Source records
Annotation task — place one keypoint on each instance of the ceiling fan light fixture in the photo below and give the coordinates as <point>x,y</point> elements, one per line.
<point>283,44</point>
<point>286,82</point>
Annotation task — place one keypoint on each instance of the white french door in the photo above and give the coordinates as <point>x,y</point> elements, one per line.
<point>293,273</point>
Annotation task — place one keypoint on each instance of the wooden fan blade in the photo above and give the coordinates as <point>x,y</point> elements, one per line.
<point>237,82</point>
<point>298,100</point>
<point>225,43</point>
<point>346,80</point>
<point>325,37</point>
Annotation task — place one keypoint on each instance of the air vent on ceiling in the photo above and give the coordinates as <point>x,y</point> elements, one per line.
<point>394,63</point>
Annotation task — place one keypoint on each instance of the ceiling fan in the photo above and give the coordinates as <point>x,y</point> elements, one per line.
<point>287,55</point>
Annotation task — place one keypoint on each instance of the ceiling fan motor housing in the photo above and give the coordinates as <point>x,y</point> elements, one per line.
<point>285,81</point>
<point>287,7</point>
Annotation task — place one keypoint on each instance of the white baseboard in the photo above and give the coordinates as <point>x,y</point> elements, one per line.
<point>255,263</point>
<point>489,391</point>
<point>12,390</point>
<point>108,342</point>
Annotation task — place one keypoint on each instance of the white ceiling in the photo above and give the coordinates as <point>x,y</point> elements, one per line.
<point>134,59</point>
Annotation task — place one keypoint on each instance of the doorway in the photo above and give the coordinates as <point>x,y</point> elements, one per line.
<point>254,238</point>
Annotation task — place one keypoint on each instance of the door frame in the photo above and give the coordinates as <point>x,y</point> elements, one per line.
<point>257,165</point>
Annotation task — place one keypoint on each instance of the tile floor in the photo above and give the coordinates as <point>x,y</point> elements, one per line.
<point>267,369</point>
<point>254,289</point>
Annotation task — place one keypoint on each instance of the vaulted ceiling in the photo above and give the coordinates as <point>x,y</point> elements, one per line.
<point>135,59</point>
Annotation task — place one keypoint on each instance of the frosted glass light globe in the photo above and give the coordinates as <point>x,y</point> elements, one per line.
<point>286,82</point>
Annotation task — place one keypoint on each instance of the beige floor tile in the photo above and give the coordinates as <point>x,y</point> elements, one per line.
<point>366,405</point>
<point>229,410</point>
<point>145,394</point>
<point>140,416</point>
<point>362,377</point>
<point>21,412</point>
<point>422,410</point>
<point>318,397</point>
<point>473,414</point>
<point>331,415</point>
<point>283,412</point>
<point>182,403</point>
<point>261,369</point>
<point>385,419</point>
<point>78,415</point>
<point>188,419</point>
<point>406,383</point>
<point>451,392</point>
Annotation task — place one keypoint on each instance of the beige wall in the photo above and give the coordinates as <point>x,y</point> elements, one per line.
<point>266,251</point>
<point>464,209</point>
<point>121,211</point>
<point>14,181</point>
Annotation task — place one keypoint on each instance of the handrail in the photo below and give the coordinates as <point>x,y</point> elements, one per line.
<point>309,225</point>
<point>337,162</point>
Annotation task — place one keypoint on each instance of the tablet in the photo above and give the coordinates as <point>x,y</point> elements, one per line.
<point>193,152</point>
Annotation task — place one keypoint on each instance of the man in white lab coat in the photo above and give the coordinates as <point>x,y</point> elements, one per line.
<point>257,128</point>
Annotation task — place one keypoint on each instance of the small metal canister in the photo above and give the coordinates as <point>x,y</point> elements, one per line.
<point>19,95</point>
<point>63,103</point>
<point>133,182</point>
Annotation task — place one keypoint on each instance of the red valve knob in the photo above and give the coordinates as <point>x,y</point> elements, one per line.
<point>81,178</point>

▸ **THE TASK**:
Copy every one of the source records above word for word, with no changes.

▸ **EXERCISE OUTPUT**:
Annotation task — place one keypoint on each instance of the ceiling fan light fixture in the photo below and give the coordinates as <point>x,y</point> elements, one per line.
<point>283,44</point>
<point>286,82</point>
Annotation task — place one keypoint on each instance of the white french door in the photo above and give the coordinates as <point>x,y</point> elements, one per line.
<point>293,273</point>
Annotation task — place one keypoint on each instance of the wooden fan blade in the photo above and give the coordinates as <point>x,y</point> elements, one per line.
<point>237,82</point>
<point>298,100</point>
<point>225,43</point>
<point>346,80</point>
<point>325,37</point>
Annotation task — place one keypoint on each instance of the air vent on ceiling in the photo above and give the coordinates as <point>x,y</point> elements, one per line.
<point>394,63</point>
Annotation task — place one keypoint on each instance of the ceiling fan in the photo above and give the coordinates as <point>x,y</point> elements, one per line.
<point>287,55</point>
Annotation task — place one keypoint on each instance of the ceiling fan motor housing in the photo above and give the coordinates as <point>x,y</point> elements, one per line.
<point>285,81</point>
<point>287,7</point>
Annotation task — place one keypoint on each instance of the white baseboard in the photo above and give the coordinates as <point>x,y</point> elements, one per line.
<point>255,263</point>
<point>489,391</point>
<point>12,390</point>
<point>108,342</point>
Annotation task — place one keypoint on each instance of the white ceiling in the photo above and give the coordinates as <point>x,y</point> elements, one per line.
<point>134,59</point>
Annotation task — place one keypoint on each instance of the doorway in the photo above and give the coordinates as <point>x,y</point> elements, one per line.
<point>254,238</point>
Annotation task — place one keypoint on each instance of the door frame in the photo above and give the coordinates as <point>x,y</point> elements, one per line.
<point>257,165</point>
Annotation task — place one keypoint on each instance of the tile floor in the photo above and give the coordinates as <point>x,y</point> elements, one per line.
<point>267,369</point>
<point>254,289</point>
Annotation task — place one keypoint on each instance of the vaulted ceiling in the photo above and give the coordinates as <point>x,y</point> elements, one per line.
<point>135,59</point>
Annotation task — place one keypoint on each instance of the frosted glass light globe in the photo above and give the coordinates as <point>x,y</point> elements, one per line.
<point>286,82</point>
Annotation task — place one keypoint on each instance of the beige floor tile in the photo above and give the coordinates as <point>x,y</point> elements, one per line.
<point>366,405</point>
<point>229,410</point>
<point>145,394</point>
<point>140,416</point>
<point>362,377</point>
<point>21,412</point>
<point>422,410</point>
<point>318,397</point>
<point>473,414</point>
<point>331,415</point>
<point>283,412</point>
<point>182,403</point>
<point>261,369</point>
<point>385,419</point>
<point>78,415</point>
<point>188,419</point>
<point>406,383</point>
<point>451,392</point>
Annotation task — place one keypoint on each instance of the beige wall in the photo above and give the coordinates as <point>x,y</point> elements, one per line.
<point>266,251</point>
<point>464,209</point>
<point>121,211</point>
<point>14,181</point>
Annotation task — place one keypoint on each instance of the handrail in the photo below and give the coordinates as <point>x,y</point> elements, one per line.
<point>309,225</point>
<point>337,162</point>
Annotation task — place one keypoint on each instance of the tablet in the photo above and give the coordinates as <point>x,y</point> elements, one per line.
<point>193,152</point>
Annotation task — place one keypoint on each instance of the man in white lab coat in the photo above and give the coordinates as <point>x,y</point> elements, one per line.
<point>257,128</point>
Annotation task — place one keypoint on each instance of the small metal canister in the photo above and give the coordinates as <point>x,y</point> elements, one per line.
<point>19,95</point>
<point>63,103</point>
<point>133,182</point>
Annotation task — place one keypoint on each instance of the red valve knob in the photo above and give the coordinates as <point>x,y</point> elements, one per line.
<point>81,178</point>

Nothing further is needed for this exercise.